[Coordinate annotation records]
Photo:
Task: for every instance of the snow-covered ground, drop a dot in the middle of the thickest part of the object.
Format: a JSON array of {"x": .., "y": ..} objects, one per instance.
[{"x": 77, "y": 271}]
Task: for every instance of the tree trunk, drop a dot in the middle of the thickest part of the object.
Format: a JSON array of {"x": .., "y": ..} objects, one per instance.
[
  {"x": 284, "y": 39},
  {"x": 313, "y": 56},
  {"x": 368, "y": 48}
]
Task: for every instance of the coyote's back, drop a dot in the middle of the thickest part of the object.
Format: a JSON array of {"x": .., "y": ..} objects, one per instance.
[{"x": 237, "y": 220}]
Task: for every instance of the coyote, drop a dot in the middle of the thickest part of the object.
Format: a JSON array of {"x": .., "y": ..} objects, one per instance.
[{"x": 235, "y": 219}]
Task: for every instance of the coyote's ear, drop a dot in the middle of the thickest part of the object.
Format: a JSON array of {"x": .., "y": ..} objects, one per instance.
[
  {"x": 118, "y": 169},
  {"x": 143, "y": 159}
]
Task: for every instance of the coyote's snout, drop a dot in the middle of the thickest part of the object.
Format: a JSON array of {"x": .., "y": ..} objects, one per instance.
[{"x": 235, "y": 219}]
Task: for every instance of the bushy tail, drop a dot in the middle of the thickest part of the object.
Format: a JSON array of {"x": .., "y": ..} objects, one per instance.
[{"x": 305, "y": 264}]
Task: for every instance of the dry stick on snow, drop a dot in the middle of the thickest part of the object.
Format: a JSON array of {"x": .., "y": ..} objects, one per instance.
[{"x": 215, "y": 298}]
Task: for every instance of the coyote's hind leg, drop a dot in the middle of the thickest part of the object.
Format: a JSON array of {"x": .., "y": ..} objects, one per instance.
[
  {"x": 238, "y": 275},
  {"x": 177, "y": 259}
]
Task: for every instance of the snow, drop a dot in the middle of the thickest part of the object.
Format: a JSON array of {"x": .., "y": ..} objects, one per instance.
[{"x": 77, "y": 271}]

▶ What is needed
Print the material once more, exactly.

▶ Written answer
Photo:
Task: for every instance of the snow-covered ground, drop a dot in the middle of the thickest part of the object.
Format: a JSON array of {"x": .., "y": ..} objects, one per instance.
[{"x": 77, "y": 271}]
Task: for every instance of the tree trunk, drop a dot in the middle of the thickest part of the object.
Format: a JSON array of {"x": .., "y": ..} objects, one per instance.
[
  {"x": 284, "y": 39},
  {"x": 313, "y": 56},
  {"x": 368, "y": 48}
]
Task: for every instance of the coyote's back, drop a dot in the middle of the thickest part of the object.
Format: a JSON array of {"x": .., "y": ..} objects, one per instance.
[{"x": 237, "y": 220}]
Task: for every instance of the coyote, drop a dot in the middle of the thickest part of the object.
Format: a JSON array of {"x": .., "y": ..} objects, one per instance.
[{"x": 235, "y": 219}]
Task: for every instance of the coyote's ear, drop a dot in the middle of the thickest part of the object.
Format: a JSON array of {"x": .., "y": ..} objects, one per instance.
[
  {"x": 118, "y": 169},
  {"x": 143, "y": 159}
]
Task: for every instance of the coyote's snout, drop a dot in the middle of the thickest part of the object.
Format: a JSON array of {"x": .., "y": ..} objects, one per instance.
[{"x": 235, "y": 219}]
Task: for every instance of the bushy tail, drop a dot in the middle of the thickest part of the object.
Format: a JSON array of {"x": .., "y": ..} objects, one per instance.
[{"x": 305, "y": 264}]
Task: for every instance of the dry stick on snow, drop a dot in the middle of the thickest part of the object.
Format: a JSON array of {"x": .., "y": ..} objects, one per instance.
[{"x": 215, "y": 298}]
Task: for every instance of the coyote's hind leg, drop a dot in the middle of the thickest part of the object.
Format: a JSON array of {"x": .., "y": ..} objects, one per instance.
[
  {"x": 238, "y": 275},
  {"x": 177, "y": 259}
]
Task: for every instance of the snow, drop a dot in the middle of the thickest part of the object.
Format: a JSON array of {"x": .., "y": ..} objects, one per instance.
[{"x": 77, "y": 271}]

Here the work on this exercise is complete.